**TASK TO CARRY OUT**:
Copy the lines of the listing below verbatim, starting at the line that contains "Return the polygon of every instance of the chair" and running through the end of the listing, both ends included. Leave the pictures out of your answer.

● ● ● ● ● ● ●

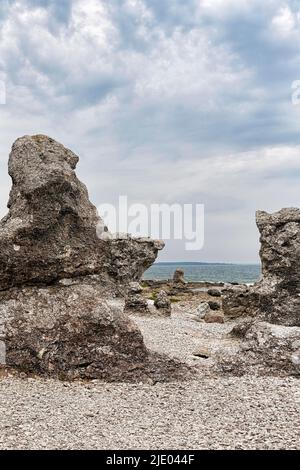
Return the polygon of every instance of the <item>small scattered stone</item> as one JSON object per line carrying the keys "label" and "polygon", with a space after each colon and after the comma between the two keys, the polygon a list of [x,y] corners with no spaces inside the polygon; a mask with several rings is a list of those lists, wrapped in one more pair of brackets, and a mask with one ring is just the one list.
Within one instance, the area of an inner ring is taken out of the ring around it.
{"label": "small scattered stone", "polygon": [[211,310],[220,310],[221,309],[221,305],[218,302],[214,302],[213,300],[209,300],[208,305],[210,306]]}

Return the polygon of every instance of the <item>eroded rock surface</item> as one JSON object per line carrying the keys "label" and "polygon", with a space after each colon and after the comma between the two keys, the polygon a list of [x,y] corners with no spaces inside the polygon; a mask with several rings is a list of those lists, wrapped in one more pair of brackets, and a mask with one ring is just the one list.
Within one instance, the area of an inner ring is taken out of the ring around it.
{"label": "eroded rock surface", "polygon": [[159,314],[164,317],[170,317],[172,313],[172,304],[164,290],[159,291],[154,301],[154,306],[158,310]]}
{"label": "eroded rock surface", "polygon": [[47,136],[13,145],[9,213],[0,223],[6,363],[67,378],[125,379],[148,352],[123,313],[123,296],[163,243],[109,236],[75,174],[77,162]]}
{"label": "eroded rock surface", "polygon": [[274,214],[257,212],[262,279],[252,287],[224,292],[229,317],[258,316],[261,320],[300,326],[300,209]]}
{"label": "eroded rock surface", "polygon": [[234,354],[221,351],[217,369],[236,375],[300,374],[300,328],[266,322],[243,322],[231,336],[239,341]]}

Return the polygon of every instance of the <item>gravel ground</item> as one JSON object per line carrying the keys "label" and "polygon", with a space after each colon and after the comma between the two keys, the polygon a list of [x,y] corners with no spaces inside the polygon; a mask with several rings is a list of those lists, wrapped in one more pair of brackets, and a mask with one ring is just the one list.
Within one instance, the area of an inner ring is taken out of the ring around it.
{"label": "gravel ground", "polygon": [[193,380],[66,384],[0,379],[0,449],[299,449],[300,382],[214,377],[193,351],[230,325],[135,318],[152,350],[198,366]]}

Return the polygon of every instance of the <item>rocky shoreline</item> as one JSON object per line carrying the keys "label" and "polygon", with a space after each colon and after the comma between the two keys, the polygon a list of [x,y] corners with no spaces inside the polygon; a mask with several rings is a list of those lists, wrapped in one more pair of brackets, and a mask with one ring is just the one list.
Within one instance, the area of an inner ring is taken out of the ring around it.
{"label": "rocky shoreline", "polygon": [[300,209],[257,213],[253,286],[143,281],[164,243],[113,237],[77,162],[47,136],[10,154],[0,448],[299,447]]}

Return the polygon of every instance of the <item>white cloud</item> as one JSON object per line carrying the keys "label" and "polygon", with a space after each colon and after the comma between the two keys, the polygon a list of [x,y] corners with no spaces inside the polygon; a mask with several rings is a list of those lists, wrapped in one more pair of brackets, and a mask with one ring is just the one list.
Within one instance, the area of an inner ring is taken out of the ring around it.
{"label": "white cloud", "polygon": [[[171,3],[166,21],[166,3],[74,0],[62,24],[30,0],[10,3],[0,24],[2,214],[12,142],[45,133],[82,157],[96,204],[119,194],[205,203],[199,256],[256,259],[255,209],[299,205],[289,83],[298,55],[285,40],[297,37],[299,14],[277,0],[187,0],[184,15]],[[186,254],[163,256],[175,255]]]}

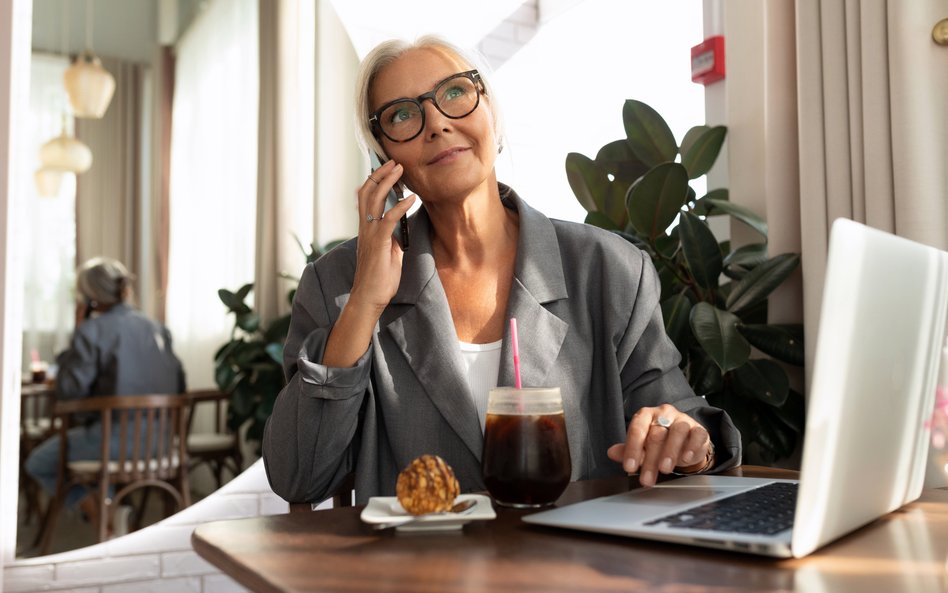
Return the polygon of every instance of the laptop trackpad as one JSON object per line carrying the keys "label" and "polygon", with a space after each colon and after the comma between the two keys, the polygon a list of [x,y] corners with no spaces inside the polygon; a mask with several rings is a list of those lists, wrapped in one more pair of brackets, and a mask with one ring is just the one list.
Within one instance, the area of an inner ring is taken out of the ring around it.
{"label": "laptop trackpad", "polygon": [[[688,476],[598,499],[603,505],[625,505],[635,517],[651,517],[688,508],[723,495],[736,494],[771,482],[766,478],[735,478],[731,476]],[[634,509],[634,511],[633,511]],[[629,513],[626,513],[629,516]]]}

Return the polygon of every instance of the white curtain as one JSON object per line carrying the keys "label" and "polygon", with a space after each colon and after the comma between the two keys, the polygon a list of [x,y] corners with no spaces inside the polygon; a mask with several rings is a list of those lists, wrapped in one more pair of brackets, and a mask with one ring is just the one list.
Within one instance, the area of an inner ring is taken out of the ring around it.
{"label": "white curtain", "polygon": [[[33,179],[39,167],[39,149],[62,130],[66,112],[64,57],[34,54],[30,68],[30,122],[26,127],[29,158],[18,162],[28,167],[21,178]],[[66,121],[72,131],[73,121]],[[73,279],[76,266],[76,177],[63,175],[59,193],[40,196],[34,184],[24,186],[23,251],[23,370],[29,368],[35,350],[50,361],[66,347],[75,320]]]}
{"label": "white curtain", "polygon": [[189,388],[233,325],[218,289],[254,276],[257,23],[257,0],[212,0],[177,48],[166,323]]}
{"label": "white curtain", "polygon": [[[797,0],[800,232],[807,370],[829,229],[850,218],[948,249],[944,0]],[[930,457],[927,484],[948,474]]]}
{"label": "white curtain", "polygon": [[[948,249],[944,0],[798,0],[806,335],[816,336],[837,217]],[[807,341],[812,361],[815,339]],[[810,365],[808,365],[810,366]]]}

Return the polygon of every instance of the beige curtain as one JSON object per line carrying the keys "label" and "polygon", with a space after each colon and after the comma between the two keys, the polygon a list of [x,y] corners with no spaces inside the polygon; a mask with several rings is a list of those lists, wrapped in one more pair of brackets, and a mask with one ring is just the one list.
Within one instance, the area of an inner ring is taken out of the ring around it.
{"label": "beige curtain", "polygon": [[807,362],[829,229],[850,218],[948,249],[944,0],[797,0]]}
{"label": "beige curtain", "polygon": [[[260,119],[254,304],[270,321],[289,312],[286,295],[312,240],[315,12],[307,3],[260,1]],[[309,31],[310,33],[307,33]]]}
{"label": "beige curtain", "polygon": [[[142,80],[145,66],[108,58],[115,95],[102,119],[77,119],[76,137],[92,150],[92,168],[77,176],[76,261],[107,256],[133,272],[139,261],[142,207]],[[135,292],[140,292],[136,282]]]}

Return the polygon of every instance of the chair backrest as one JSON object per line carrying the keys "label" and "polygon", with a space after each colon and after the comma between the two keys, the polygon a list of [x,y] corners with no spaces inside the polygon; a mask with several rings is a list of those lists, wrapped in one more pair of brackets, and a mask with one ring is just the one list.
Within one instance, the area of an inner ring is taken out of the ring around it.
{"label": "chair backrest", "polygon": [[197,389],[188,391],[184,394],[191,405],[191,414],[188,419],[188,434],[194,430],[195,409],[198,405],[206,404],[214,407],[214,432],[227,433],[230,429],[227,427],[227,404],[230,402],[230,394],[219,389]]}
{"label": "chair backrest", "polygon": [[[96,412],[102,422],[100,459],[90,469],[100,483],[185,480],[185,439],[189,402],[182,395],[109,395],[58,401],[55,413],[65,422],[69,415]],[[112,436],[118,436],[118,454],[111,455]],[[61,439],[66,456],[66,440]],[[82,466],[71,464],[81,472]],[[180,493],[187,496],[186,493]],[[187,505],[185,505],[187,506]]]}

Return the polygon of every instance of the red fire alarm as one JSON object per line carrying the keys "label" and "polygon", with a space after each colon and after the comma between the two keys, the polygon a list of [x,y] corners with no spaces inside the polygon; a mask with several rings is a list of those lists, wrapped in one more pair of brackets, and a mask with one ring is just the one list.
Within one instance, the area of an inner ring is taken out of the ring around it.
{"label": "red fire alarm", "polygon": [[691,80],[705,86],[724,78],[724,37],[708,37],[691,48]]}

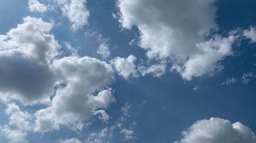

● ● ● ● ● ● ●

**ANSWER TO THIS TASK**:
Return the polygon of every instance of the chair backrest as one JSON object per line carrying the keys "label" and "polygon", with a space after each colon and after the comma between the two keys, the polygon a list of [x,y] corners with no spaces inside the polygon; a mask with several rings is a list of those lists, wrapped in one more pair of brackets, and a mask with one ring is just the one list.
Within one instance, the area of an inner ring is taken out of the ring around it.
{"label": "chair backrest", "polygon": [[197,389],[188,391],[184,394],[191,405],[191,414],[188,419],[188,434],[194,430],[195,409],[198,405],[206,404],[214,407],[214,432],[227,433],[230,429],[227,427],[227,404],[230,402],[230,394],[219,389]]}
{"label": "chair backrest", "polygon": [[[96,412],[102,422],[100,459],[90,469],[100,483],[185,480],[185,439],[189,402],[182,395],[109,395],[58,401],[55,413],[65,422],[69,415]],[[112,436],[118,436],[118,454],[111,455]],[[61,439],[66,456],[66,440]],[[82,466],[71,464],[81,472]],[[180,493],[187,496],[186,493]],[[187,505],[185,505],[187,506]]]}

Return the polygon of every instance of the red fire alarm as one JSON object per line carrying the keys "label" and "polygon", with a space after each colon and after the comma between the two keys, the polygon a list of [x,y] corners with no spaces inside the polygon; a mask with several rings is a list of those lists, wrapped in one more pair of brackets, and a mask with one ring is just the one list.
Within one instance, the area of an inner ring is taken out of the ring around it.
{"label": "red fire alarm", "polygon": [[691,80],[705,86],[724,78],[724,37],[708,37],[691,48]]}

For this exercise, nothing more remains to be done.